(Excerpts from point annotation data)
──────────

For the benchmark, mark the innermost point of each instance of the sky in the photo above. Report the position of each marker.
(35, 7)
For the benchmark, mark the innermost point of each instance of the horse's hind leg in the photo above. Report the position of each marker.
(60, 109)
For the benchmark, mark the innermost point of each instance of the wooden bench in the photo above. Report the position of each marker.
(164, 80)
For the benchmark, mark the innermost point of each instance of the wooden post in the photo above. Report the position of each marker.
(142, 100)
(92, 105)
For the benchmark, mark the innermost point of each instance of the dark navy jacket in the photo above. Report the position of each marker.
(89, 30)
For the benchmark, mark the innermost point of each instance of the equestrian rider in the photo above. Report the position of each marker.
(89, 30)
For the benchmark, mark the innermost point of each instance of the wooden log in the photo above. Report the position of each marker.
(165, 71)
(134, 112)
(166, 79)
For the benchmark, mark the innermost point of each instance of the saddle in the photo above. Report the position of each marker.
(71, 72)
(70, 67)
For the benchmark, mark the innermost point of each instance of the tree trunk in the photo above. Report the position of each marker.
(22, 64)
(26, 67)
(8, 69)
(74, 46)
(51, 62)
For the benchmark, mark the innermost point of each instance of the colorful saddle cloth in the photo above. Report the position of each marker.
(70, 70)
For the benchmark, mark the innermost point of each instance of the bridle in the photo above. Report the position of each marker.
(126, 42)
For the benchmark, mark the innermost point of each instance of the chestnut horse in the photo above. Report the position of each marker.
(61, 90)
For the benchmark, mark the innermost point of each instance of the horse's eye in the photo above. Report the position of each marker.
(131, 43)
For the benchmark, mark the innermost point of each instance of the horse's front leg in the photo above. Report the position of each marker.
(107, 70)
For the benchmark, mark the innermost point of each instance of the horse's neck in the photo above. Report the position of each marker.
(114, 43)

──────────

*Exercise:* Copy every one of the lines above word for word.

*Solution for this task:*
For the benchmark, mark the innermost point of each instance of the sky in the photo above. Report the position of each marker.
(35, 7)
For the benchmark, mark the innermost point of each instance of the horse's hind leg in the photo above. Report the position of each marker.
(60, 109)
For the benchmark, mark the innermost point of each instance of the wooden bench in the photo above. Report the position of each marker.
(164, 80)
For the benchmark, mark the innermost point of each instance of the wooden post in the photo above. Report the position of each marker.
(142, 100)
(92, 105)
For the benchmark, mark the innermost point of each instance of the dark navy jacket in the photo above. Report the position of each marker.
(89, 30)
For the benchmark, mark the innermost point of each instance of the equestrian rider in the photo above. Report the position of each marker.
(89, 30)
For the benchmark, mark the innermost point of each instance of the wooden log in the photo above. Report the position of each marker.
(165, 71)
(134, 112)
(166, 79)
For the benchmark, mark the innermost point of each instance of the saddle in the photo above. Report the position of each marker.
(71, 72)
(70, 67)
For the benchmark, mark the innermost point of each instance of the tree trunk in the photo above. Report the position of each marker.
(22, 64)
(26, 67)
(8, 69)
(74, 46)
(51, 62)
For the benchmark, mark the innermost point of each instance of the colorful saddle cloth in the photo above. Report the position of each marker.
(70, 70)
For the benchmark, mark the innermost point of each instance of the bridle in the photo above. Report the position of each marker.
(126, 42)
For the benchmark, mark the innermost point of each instance of the chestnut horse in the photo above. Report the position of each marker.
(61, 90)
For the benchmark, mark the innermost point of each instance of the horse's eye in the photo above. Report the position of each marker.
(131, 43)
For the benchmark, mark the innermost point of each instance of the horse's front leg in the photo above. Report the position of each marker.
(107, 70)
For the benchmark, mark the innermost point of each instance of the horse's neck in the photo above. Report the position of each marker.
(114, 43)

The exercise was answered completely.